TASKS TO PERFORM
1. List every person the passage on hospital pain surveys names.
2. Reproduce the stretch of the passage on hospital pain surveys from "Kaplan’s letter is" through "wrote Sen. Collins." word for word.

SOURCE PASSAGE
Only two questions are asked about pain in the 32-question survey known as the Hospital Consumer Assessment of Healthcare Providers and Systems (HCAHPS):

During this hospital stay, how often was your pain well-controlled?

During this hospital stay, how often did the hospital staff do everything they could to help you with your pain?

In his letter, Kaplan states “there is no objective diagnostic method that can validate or quantify pain” and until one is developed, both pain questions should be dropped from the survey.

“We are concerned that the current evaluation system may inappropriately penalize hospitals and physicians who, in the exercise of medical judgment, opt to limit opioid pain relievers to certain patients and instead reward those who prescribe opioids more frequently,” Kaplan wrote. “We urge the Department to undertake a robust examination of whether there is a connection between these measurements and potentially inappropriate prescribing patterns, and, until that is completed, we urge you to remove pain questions from the various CAHPS surveys.”

Kaplan’s letter is similar to one sent to Secretary Burwell in February by Sen. Susan Collins (R-Maine) and 25 of her colleagues in the U.S. Senate. To see that letter and the senators who signed it, click here.

“The evidence suggests that physicians may feel compelled to prescribe opioid pain relievers in order to improve hospital performance on quality measures,” wrote Sen. Collins.

Both Collins and Kaplan cite only one piece of “evidence” – a 2013 magazine article in The Atlantic  -- that mentions a small study of “drug seeking behavior” by emergency room patients. The article's author, who is a physician, also mentions anecdotal comments from colleagues and concludes “this problem is widespread.”  

Pain News Network and the International Pain Foundation recently conducted a survey of over 1,250 pain patients and found that what is actually widespread in hospitals is poor pain care. Over half the patients surveyed said the quality of their pain treatment was poor or very poor and over 80 percent said hospital staffs are not adequately trained in pain management. Nine out of ten patients said they should be asked about their pain care in hospital satisfaction surveys.

DATASET CONTENT
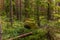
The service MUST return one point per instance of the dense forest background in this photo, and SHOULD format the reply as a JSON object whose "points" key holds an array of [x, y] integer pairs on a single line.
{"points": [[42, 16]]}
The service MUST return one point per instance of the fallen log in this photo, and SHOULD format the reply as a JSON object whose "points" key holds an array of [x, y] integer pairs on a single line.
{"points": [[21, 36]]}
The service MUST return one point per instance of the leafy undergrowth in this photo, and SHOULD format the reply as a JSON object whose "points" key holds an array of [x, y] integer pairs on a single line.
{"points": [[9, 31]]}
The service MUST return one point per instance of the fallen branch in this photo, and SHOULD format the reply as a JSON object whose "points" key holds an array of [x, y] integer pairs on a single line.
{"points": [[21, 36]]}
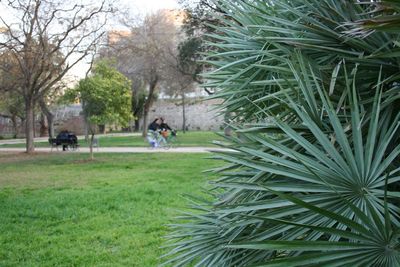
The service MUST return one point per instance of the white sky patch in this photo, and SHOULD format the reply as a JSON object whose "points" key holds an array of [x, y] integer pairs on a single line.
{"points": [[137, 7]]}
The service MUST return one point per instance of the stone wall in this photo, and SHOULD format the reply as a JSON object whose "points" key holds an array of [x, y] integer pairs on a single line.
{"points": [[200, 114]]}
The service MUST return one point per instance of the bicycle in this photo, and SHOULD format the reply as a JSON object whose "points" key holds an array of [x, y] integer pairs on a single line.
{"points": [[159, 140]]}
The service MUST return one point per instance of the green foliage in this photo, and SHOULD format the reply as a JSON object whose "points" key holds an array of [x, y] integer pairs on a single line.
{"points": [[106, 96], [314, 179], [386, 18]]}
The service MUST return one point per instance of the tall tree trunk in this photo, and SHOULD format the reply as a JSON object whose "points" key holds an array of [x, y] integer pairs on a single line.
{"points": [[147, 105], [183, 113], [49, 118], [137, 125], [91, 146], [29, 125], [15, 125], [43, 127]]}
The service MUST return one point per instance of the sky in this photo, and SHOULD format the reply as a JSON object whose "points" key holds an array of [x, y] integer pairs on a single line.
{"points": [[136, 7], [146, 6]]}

SOLUTIONS TO EACH TASK
1. Kaplan, Secretary Burwell, Sen. Susan Collins

2.
Kaplan’s letter is similar to one sent to Secretary Burwell in February by Sen. Susan Collins (R-Maine) and 25 of her colleagues in the U.S. Senate. To see that letter and the senators who signed it, click here.

“The evidence suggests that physicians may feel compelled to prescribe opioid pain relievers in order to improve hospital performance on quality measures,” wrote Sen. Collins.